-- Start EXCERPTED TEXT --

Network refreshes generate mountains of old switches, routers, firewalls, and access points. Most of it ends up in a closet, a cage, or a shelf somewhere — sitting there for years because nobody knows what to do with it and it seems wrong to just throw it away.

Here’s the thing about network equipment: unlike most IT hardware, a lot of it has significant resale value. That five-year-old Cisco Catalyst 9300 you just decommissioned? Someone will pay real money for it.

Why Network Equipment Is Different

Most IT equipment depreciates rapidly. A five-year-old desktop is borderline e-waste. But enterprise networking gear holds its value because:

Long support lifecycles. Cisco, Juniper, and Arista support their enterprise products for years. A switch that’s five years old may still receive security patches.

Interchangeable deployment. A Catalyst 9200 works the same in a Fortune 500 company as it does in a mid-market business. Unlike servers, there’s no performance degradation concern.

High new-equipment costs. Enterprise switches and firewalls are expensive. A used unit at 40-60% of retail is attractive to businesses that don’t need the latest model.

Standardized configurations. Unlike servers (which have custom RAM, drive, and CPU configurations), network switches are largely uniform within a model. This makes the secondary market liquid and efficient.

The takeaway: your old network equipment may be worth more than you think, and a recycler who understands this will give it a second life rather than shredding it.

-- End EXCERPTED TEXT --
-- Start MATERIAL SUPPLIED --

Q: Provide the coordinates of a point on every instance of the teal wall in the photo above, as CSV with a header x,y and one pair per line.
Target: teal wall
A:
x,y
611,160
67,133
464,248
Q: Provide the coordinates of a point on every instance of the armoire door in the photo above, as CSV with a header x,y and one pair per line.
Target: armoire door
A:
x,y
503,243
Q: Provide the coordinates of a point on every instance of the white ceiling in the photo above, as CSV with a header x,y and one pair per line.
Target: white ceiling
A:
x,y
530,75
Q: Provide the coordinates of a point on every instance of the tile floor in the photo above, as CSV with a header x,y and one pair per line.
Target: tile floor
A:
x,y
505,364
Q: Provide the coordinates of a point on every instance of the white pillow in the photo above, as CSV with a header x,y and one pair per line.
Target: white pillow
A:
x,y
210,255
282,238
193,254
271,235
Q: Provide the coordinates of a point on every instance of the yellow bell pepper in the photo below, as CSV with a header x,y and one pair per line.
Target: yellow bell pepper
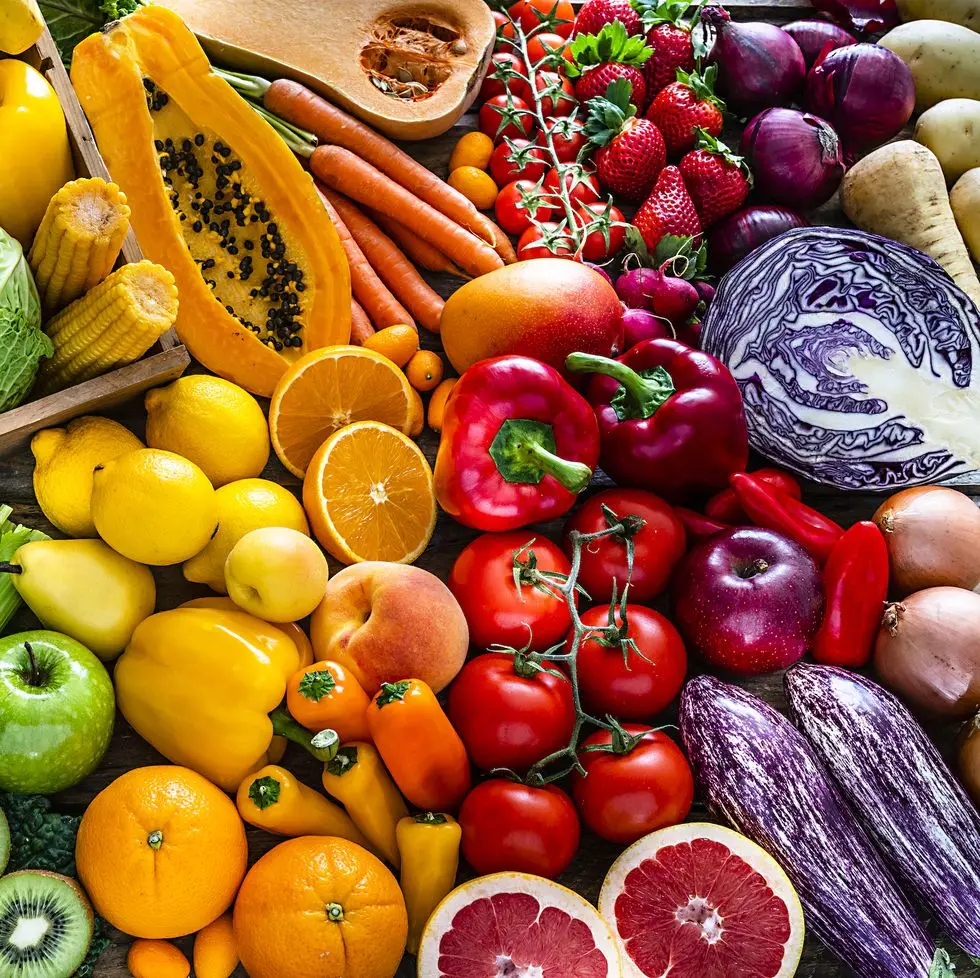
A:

-- End MATERIAL SUPPLIED --

TASK TO CARRY OUT: Continue the text on reselling old network equipment from where it stops. The rows were drawn from a separate source.

RESULT BELOW:
Security Considerations

Before any network device leaves your building, reset it to factory defaults. This is critical because networking equipment stores:

Passwords and credentials. Admin passwords, SNMP community strings, RADIUS/TACACS+ shared secrets, VPN pre-shared keys, and local user accounts.

Network topology information. Routing tables, VLAN configurations, ACLs, and firewall rules reveal your network architecture.

Certificates and keys. SSL/TLS certificates, SSH keys, and VPN certificates may be stored on the device.

SNMP data. If SNMP was configured (and it usually was), the device knows a lot about your network.

For Cisco devices: write erase followed by reload handles most models. For Palo Alto firewalls: factory reset from maintenance mode. For Juniper: request system zeroize. Check the vendor documentation for your specific model.

This is one area where being thorough matters. A misconfigured firewall with your VPN credentials on it is a much bigger risk than a hard drive with old spreadsheets.

What Has Resale Value vs. What Gets Recycled

Not all network equipment is created equal. Here’s a rough guide:

High resale value:

  • Enterprise Cisco switches (Catalyst 9000 series, Nexus)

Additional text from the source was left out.